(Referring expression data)

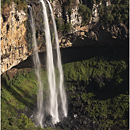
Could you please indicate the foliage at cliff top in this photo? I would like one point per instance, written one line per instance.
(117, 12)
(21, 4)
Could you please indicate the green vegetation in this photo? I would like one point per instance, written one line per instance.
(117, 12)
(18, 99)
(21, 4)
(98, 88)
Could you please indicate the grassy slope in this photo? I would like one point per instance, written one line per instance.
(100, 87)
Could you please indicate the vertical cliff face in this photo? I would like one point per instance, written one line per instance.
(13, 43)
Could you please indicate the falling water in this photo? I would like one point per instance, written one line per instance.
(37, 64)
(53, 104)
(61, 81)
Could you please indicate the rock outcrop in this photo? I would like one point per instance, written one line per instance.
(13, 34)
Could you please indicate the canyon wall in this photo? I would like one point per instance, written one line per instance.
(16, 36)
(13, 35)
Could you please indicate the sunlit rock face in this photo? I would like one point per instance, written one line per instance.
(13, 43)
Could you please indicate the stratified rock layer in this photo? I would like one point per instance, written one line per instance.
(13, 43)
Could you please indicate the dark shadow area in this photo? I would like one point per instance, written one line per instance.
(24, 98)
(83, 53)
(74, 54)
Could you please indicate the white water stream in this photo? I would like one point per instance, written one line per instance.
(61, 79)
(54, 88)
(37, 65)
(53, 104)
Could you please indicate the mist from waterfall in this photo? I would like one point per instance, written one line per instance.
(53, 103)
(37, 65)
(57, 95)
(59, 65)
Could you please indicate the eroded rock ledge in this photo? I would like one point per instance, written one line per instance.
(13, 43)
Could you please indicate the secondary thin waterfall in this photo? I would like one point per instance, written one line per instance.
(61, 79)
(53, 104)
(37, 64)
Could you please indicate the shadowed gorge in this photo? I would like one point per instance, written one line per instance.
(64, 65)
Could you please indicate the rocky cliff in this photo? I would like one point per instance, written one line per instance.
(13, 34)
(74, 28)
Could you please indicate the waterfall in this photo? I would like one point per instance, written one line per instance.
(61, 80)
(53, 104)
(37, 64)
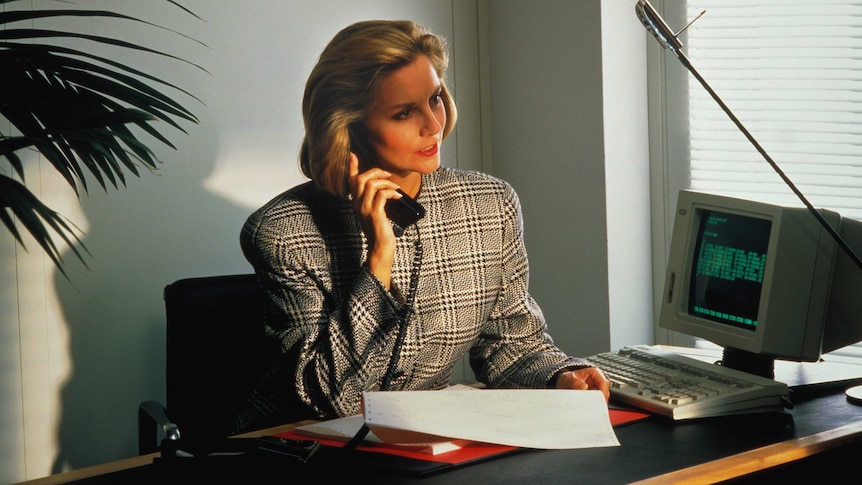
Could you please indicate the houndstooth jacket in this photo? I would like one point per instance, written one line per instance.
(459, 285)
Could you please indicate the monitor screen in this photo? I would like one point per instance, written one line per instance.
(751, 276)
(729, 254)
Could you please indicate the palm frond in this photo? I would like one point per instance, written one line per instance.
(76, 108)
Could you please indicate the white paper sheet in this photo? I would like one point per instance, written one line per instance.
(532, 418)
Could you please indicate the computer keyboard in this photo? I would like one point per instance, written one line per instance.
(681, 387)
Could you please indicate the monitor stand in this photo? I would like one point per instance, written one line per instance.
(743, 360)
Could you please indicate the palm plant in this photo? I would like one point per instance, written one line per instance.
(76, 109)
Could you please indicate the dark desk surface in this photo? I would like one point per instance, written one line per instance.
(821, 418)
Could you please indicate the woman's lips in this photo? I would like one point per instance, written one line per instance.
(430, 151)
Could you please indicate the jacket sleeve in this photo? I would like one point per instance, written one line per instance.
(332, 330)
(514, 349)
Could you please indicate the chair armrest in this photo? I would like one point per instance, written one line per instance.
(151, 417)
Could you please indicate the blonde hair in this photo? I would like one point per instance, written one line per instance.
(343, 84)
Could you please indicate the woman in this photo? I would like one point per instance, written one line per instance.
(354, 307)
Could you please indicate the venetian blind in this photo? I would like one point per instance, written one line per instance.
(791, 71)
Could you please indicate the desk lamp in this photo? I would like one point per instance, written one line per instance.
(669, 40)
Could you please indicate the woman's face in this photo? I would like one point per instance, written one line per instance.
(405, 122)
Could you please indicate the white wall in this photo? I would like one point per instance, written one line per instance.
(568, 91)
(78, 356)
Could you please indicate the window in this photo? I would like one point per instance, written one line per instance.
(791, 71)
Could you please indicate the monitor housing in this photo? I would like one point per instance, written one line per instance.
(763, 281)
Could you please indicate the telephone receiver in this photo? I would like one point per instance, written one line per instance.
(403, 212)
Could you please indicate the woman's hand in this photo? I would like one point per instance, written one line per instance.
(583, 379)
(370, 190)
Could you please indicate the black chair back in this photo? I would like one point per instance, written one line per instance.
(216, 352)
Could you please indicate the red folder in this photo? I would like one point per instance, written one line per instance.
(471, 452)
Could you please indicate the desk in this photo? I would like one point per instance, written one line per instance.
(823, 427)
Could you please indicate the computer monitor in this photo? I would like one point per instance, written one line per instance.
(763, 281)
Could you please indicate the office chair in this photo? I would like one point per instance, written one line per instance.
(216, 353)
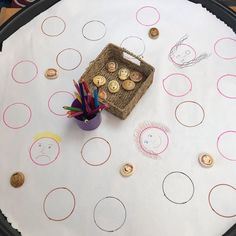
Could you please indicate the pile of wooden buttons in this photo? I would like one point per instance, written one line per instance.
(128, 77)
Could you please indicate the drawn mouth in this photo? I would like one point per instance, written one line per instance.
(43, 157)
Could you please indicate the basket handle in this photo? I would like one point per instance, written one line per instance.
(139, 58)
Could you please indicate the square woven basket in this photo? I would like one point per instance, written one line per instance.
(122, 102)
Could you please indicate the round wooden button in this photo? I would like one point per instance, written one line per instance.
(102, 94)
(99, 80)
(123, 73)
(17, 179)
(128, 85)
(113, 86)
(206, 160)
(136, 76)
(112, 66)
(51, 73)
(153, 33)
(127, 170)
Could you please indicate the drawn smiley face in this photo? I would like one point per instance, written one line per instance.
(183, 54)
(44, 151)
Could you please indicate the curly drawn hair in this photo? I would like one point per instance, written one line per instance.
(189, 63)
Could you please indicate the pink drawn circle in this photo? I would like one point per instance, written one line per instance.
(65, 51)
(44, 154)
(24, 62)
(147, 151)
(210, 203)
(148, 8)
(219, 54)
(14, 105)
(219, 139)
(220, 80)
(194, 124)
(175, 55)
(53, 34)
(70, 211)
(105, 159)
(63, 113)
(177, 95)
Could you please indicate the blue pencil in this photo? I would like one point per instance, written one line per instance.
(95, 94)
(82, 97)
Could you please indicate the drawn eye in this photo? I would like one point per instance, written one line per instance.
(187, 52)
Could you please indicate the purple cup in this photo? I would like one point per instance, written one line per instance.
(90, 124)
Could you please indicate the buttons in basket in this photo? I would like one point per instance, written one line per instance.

## ASSIGNED TASK
Repeat all the records above exactly, leaving out any pictures.

## RESPONSE BELOW
Could you please indicate the foliage at cliff top in this photo? I would like one point per instance, written one line per instance.
(117, 12)
(21, 4)
Could you please indicate the green vegetation in this photo? I would like one point per instance, written one line per instance.
(117, 12)
(18, 99)
(21, 4)
(98, 88)
Could you please indicate the grassy slope in this photo? I would like one point per instance, written one line per instance.
(100, 87)
Could you please indicate the vertical cliff face in this photo? I would like one point per instance, written one line per instance.
(13, 43)
Could you please indicate the falling water in this photo? I would like one point per instance, written one line per instance.
(37, 64)
(53, 104)
(61, 81)
Could you please indicate the rock outcrop in this photo? I would like one point per instance, written one line per instance.
(13, 34)
Could you please indicate the canyon wall in this photo? I would like one point per instance, written one line per instance.
(16, 36)
(13, 35)
Could you please indicate the sunlit rock face in this photo? I would like one point per instance, written one line per instance.
(13, 43)
Could you please indicate the stratified rock layer in this photo? I would like one point per instance, written one line per instance.
(13, 43)
Could you please indicate the dark shadow area in this photo? I would like one point per instance, written one line per instance.
(24, 98)
(83, 53)
(74, 54)
Could you please indicate the white water stream in this photo? I would like one point per instance, written one line per instance.
(61, 79)
(54, 88)
(37, 65)
(53, 104)
Could you please indicate the mist from waterfall in this photo? I would like one point per instance, written one line per instance.
(53, 103)
(37, 65)
(57, 95)
(59, 65)
Could you please indicate the eroded rock ledge in this photo? I would like one point per instance, written one line per instance.
(13, 43)
Could you please indicate the secondary thin waterfall in this photo? I would like one point per instance, written one line per instance.
(61, 79)
(53, 104)
(37, 64)
Could you please indicate the shadowed gorge in this photo? I would like one point per instance, written one line per instance.
(64, 65)
Could you please indicate the rocky cliff in this photo? I would like one point per instance, written one line per instance.
(13, 34)
(74, 28)
Could you please indicate the waterfall in this photo? I would like one point per instance, written one line per instance.
(61, 80)
(53, 104)
(37, 64)
Could you please indicate the houndstooth jacket in this photo? I would like one point per instance, written one line per instance.
(459, 285)
Could you please indicate the monitor screen in this photo? I would like one point per instance, written one line per instance.
(751, 276)
(729, 254)
Could you please indicate the palm frond in this photo? I would like one point per instance, written one line per instance.
(76, 108)
Could you please indicate the white paper sheet in this photo? I would like one point per instance, written one line per instance.
(532, 418)
Could you please indicate the computer keyboard in this photo? I would like one point per instance, written one line per instance.
(681, 387)
Could you please indicate the monitor stand in this photo? I would like one point per instance, written one line per instance.
(743, 360)
Could you please indicate the palm plant in this photo? I would like one point per instance, written one line per instance.
(76, 109)
Could you please indicate the dark desk surface in this photo? I would like one point per instance, written one line per instance.
(821, 418)
Could you please indicate the woman's lips in this photo? I would like one point per instance, written one line per instance.
(430, 151)
Could you please indicate the jacket sleeve in this photo? I would like one point per instance, written one line per instance.
(332, 330)
(514, 349)
Could you please indicate the chair armrest in this photo? I would like one point per instance, written one line per instance.
(151, 417)
Could you please indicate the blonde hair in this photo? I would like one point per instance, written one line per instance.
(343, 84)
Could you please indicate the woman in this photo? I would like one point per instance, written one line per instance.
(354, 307)
Could you please indicate the venetian blind in this photo? I would like one point per instance, written one line per instance.
(791, 71)
Could you please indicate the desk lamp in this photo? I would like one point per instance, written one line per instance.
(669, 40)
Could you please indicate the woman's face in this photo? I would like one point per instance, written one line per instance.
(405, 122)
Could you please indicate the white wall in this photo? I would like one point per instance, written one line per instance.
(568, 91)
(78, 356)
Could you please indicate the window in this photo? I would like one point per instance, written one line per instance.
(791, 71)
Could you please indicate the monitor housing in this photo? I would like one point per instance, written one line per instance.
(763, 281)
Could you please indicate the telephone receiver in this photo? I would like one point per instance, written one line per instance.
(403, 212)
Could you please indicate the woman's hand in this photo? I would like one point per instance, written one line per instance.
(583, 379)
(370, 190)
Could you please indicate the black chair back in this photo? I would like one point per instance, written one line per instance.
(216, 352)
Could you please indicate the red folder in this photo? I would like one point per instance, written one line per instance.
(471, 452)
Could you please indicate the desk in this photo? I would like one point per instance, written one line per instance.
(823, 427)
Could you please indicate the computer monitor in this photo? I would like one point per instance, written one line per instance.
(763, 281)
Could you please indicate the office chair in this photo? I would like one point per instance, written one line per instance.
(216, 353)
Could you please indicate the pile of wooden buttons in this photo? I would like one point per instance, written one line per instance.
(128, 77)
Could you please indicate the drawn mouth in this photo? I would like one point per instance, written one line per instance.
(43, 157)
Could you please indicate the basket handle in this photo? I would like one point per instance, written one line per instance.
(139, 58)
Could you please indicate the square woven basket in this photo? I would like one point per instance, written one line per instance.
(122, 102)
Could you please indicate the round wooden button in this photo? I would like one point per instance, written one line per instance.
(102, 94)
(99, 80)
(123, 73)
(17, 179)
(128, 85)
(113, 86)
(206, 160)
(136, 76)
(112, 66)
(51, 73)
(153, 33)
(127, 170)
Could you please indicate the drawn smiley face in this photo? I would like one point per instance, written one line per instance.
(183, 54)
(44, 151)
Could you please indicate the curly drawn hair in this photo? I would like one point per instance, written one line per instance.
(189, 63)
Could you please indicate the pink drawn circle in this photo? I would like one point per instance, written one line per instance.
(65, 51)
(44, 154)
(24, 62)
(147, 151)
(210, 203)
(148, 8)
(219, 54)
(14, 105)
(219, 139)
(220, 80)
(194, 124)
(175, 55)
(53, 34)
(70, 211)
(105, 159)
(63, 113)
(177, 95)
Could you please indicate the blue pencil in this photo? I would like one point per instance, written one line per instance.
(95, 94)
(82, 97)
Could you please indicate the drawn eye in this photo? I would like one point per instance, written one line per instance.
(187, 52)
Could you please indicate the purple cup in this photo? I would like one point per instance, written one line per instance.
(90, 124)
Could you please indicate the buttons in basket in this photo? I would like one point per instance, written one line per instance.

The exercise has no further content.